> Article:
Edited on Sun Sep-20-09 12:01 PM by Mika
Because it would be an absurdity to ask such an uninformed question to the Cubans in attendance, because Cuba does have such elections.

Of course, it would sell well to the rather insulated & uninterested American public, and the gusanos could parlay that into some $ympathie$ por la causa farsante

I don't think that Juanes wants to look as stupid as an American teapartier/teabagger moran.


Now, if you want to know, information is available to you.

Cheers


http://www.poptel.org.uk/cuba-solidarity/democracy.htm
This system in Cuba is based upon universal adult suffrage for all those aged 16 and over. Nobody is excluded from voting, except convicted criminals or those who have left the country. Voter turnouts have usually been in the region of 95% of those eligible .

There are direct elections to municipal, provincial and national assemblies, the latter represent Cuba's parliament.

> Goal:
According to the forum post, which people are excluded from voting in Cuba? Rely only on the forum post above.

> Material:
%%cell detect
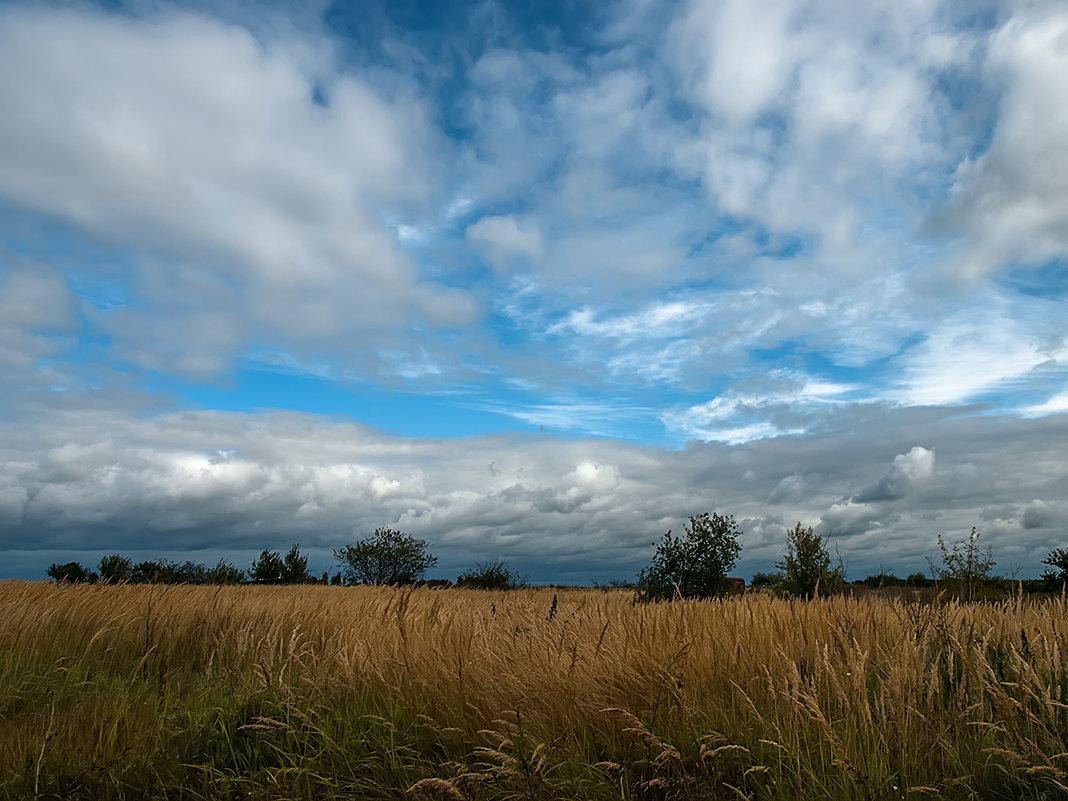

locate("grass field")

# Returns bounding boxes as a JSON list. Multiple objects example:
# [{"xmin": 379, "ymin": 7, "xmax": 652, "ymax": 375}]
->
[{"xmin": 0, "ymin": 582, "xmax": 1068, "ymax": 799}]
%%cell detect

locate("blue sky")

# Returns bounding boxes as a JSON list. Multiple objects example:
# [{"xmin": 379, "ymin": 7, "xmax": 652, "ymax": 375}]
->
[{"xmin": 0, "ymin": 0, "xmax": 1068, "ymax": 581}]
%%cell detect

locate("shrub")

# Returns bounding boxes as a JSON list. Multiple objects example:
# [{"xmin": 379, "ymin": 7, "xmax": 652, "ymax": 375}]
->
[
  {"xmin": 927, "ymin": 525, "xmax": 996, "ymax": 600},
  {"xmin": 775, "ymin": 521, "xmax": 845, "ymax": 599},
  {"xmin": 456, "ymin": 560, "xmax": 522, "ymax": 590},
  {"xmin": 861, "ymin": 572, "xmax": 905, "ymax": 590},
  {"xmin": 97, "ymin": 553, "xmax": 134, "ymax": 584},
  {"xmin": 1042, "ymin": 548, "xmax": 1068, "ymax": 592},
  {"xmin": 334, "ymin": 529, "xmax": 438, "ymax": 584},
  {"xmin": 750, "ymin": 572, "xmax": 783, "ymax": 590},
  {"xmin": 45, "ymin": 562, "xmax": 99, "ymax": 584},
  {"xmin": 249, "ymin": 548, "xmax": 285, "ymax": 584},
  {"xmin": 282, "ymin": 544, "xmax": 312, "ymax": 584},
  {"xmin": 637, "ymin": 512, "xmax": 741, "ymax": 601},
  {"xmin": 205, "ymin": 559, "xmax": 245, "ymax": 584}
]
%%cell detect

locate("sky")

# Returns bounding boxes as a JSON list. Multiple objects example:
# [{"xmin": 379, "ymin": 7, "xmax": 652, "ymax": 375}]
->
[{"xmin": 0, "ymin": 0, "xmax": 1068, "ymax": 584}]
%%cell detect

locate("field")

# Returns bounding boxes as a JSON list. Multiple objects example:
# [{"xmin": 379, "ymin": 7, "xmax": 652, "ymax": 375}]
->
[{"xmin": 0, "ymin": 582, "xmax": 1068, "ymax": 799}]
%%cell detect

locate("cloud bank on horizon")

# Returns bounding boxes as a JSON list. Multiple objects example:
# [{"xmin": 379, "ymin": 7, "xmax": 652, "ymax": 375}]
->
[{"xmin": 0, "ymin": 0, "xmax": 1068, "ymax": 581}]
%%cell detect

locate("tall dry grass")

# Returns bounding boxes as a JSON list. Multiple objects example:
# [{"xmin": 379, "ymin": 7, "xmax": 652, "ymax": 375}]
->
[{"xmin": 0, "ymin": 582, "xmax": 1068, "ymax": 799}]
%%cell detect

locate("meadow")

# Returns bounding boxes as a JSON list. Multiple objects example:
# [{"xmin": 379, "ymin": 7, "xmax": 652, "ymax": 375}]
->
[{"xmin": 0, "ymin": 582, "xmax": 1068, "ymax": 799}]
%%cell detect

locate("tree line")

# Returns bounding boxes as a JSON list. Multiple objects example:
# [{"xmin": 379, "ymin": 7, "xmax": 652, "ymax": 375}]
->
[{"xmin": 46, "ymin": 513, "xmax": 1068, "ymax": 601}]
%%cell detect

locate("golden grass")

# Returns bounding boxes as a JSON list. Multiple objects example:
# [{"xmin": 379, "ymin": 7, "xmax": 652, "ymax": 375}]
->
[{"xmin": 0, "ymin": 582, "xmax": 1068, "ymax": 798}]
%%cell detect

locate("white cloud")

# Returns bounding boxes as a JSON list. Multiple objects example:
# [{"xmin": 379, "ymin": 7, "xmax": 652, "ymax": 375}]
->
[
  {"xmin": 467, "ymin": 215, "xmax": 544, "ymax": 272},
  {"xmin": 948, "ymin": 3, "xmax": 1068, "ymax": 279},
  {"xmin": 890, "ymin": 302, "xmax": 1066, "ymax": 405},
  {"xmin": 672, "ymin": 0, "xmax": 970, "ymax": 247},
  {"xmin": 8, "ymin": 404, "xmax": 1068, "ymax": 581},
  {"xmin": 852, "ymin": 445, "xmax": 935, "ymax": 504},
  {"xmin": 660, "ymin": 371, "xmax": 857, "ymax": 444},
  {"xmin": 0, "ymin": 6, "xmax": 474, "ymax": 375}
]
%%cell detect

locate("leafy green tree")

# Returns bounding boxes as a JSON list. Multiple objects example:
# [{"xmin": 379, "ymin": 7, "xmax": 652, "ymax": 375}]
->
[
  {"xmin": 750, "ymin": 572, "xmax": 783, "ymax": 590},
  {"xmin": 45, "ymin": 562, "xmax": 99, "ymax": 584},
  {"xmin": 863, "ymin": 572, "xmax": 905, "ymax": 590},
  {"xmin": 456, "ymin": 560, "xmax": 522, "ymax": 590},
  {"xmin": 249, "ymin": 548, "xmax": 285, "ymax": 584},
  {"xmin": 775, "ymin": 521, "xmax": 845, "ymax": 599},
  {"xmin": 129, "ymin": 559, "xmax": 207, "ymax": 584},
  {"xmin": 204, "ymin": 559, "xmax": 245, "ymax": 584},
  {"xmin": 97, "ymin": 553, "xmax": 134, "ymax": 584},
  {"xmin": 282, "ymin": 544, "xmax": 312, "ymax": 584},
  {"xmin": 637, "ymin": 512, "xmax": 742, "ymax": 600},
  {"xmin": 1042, "ymin": 548, "xmax": 1068, "ymax": 592},
  {"xmin": 927, "ymin": 525, "xmax": 996, "ymax": 601},
  {"xmin": 334, "ymin": 529, "xmax": 438, "ymax": 584}
]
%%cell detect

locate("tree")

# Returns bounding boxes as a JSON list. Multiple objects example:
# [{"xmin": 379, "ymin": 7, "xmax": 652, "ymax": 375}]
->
[
  {"xmin": 282, "ymin": 544, "xmax": 312, "ymax": 584},
  {"xmin": 456, "ymin": 560, "xmax": 522, "ymax": 590},
  {"xmin": 927, "ymin": 525, "xmax": 996, "ymax": 601},
  {"xmin": 45, "ymin": 562, "xmax": 99, "ymax": 584},
  {"xmin": 637, "ymin": 512, "xmax": 742, "ymax": 600},
  {"xmin": 97, "ymin": 553, "xmax": 134, "ymax": 584},
  {"xmin": 129, "ymin": 559, "xmax": 207, "ymax": 584},
  {"xmin": 334, "ymin": 529, "xmax": 438, "ymax": 584},
  {"xmin": 205, "ymin": 559, "xmax": 245, "ymax": 584},
  {"xmin": 749, "ymin": 572, "xmax": 783, "ymax": 590},
  {"xmin": 1042, "ymin": 548, "xmax": 1068, "ymax": 591},
  {"xmin": 775, "ymin": 521, "xmax": 845, "ymax": 599},
  {"xmin": 249, "ymin": 548, "xmax": 285, "ymax": 584}
]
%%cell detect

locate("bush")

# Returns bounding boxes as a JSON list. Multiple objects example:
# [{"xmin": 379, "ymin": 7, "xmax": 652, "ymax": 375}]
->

> Solution to this exercise:
Convicted criminals and those who have left the country.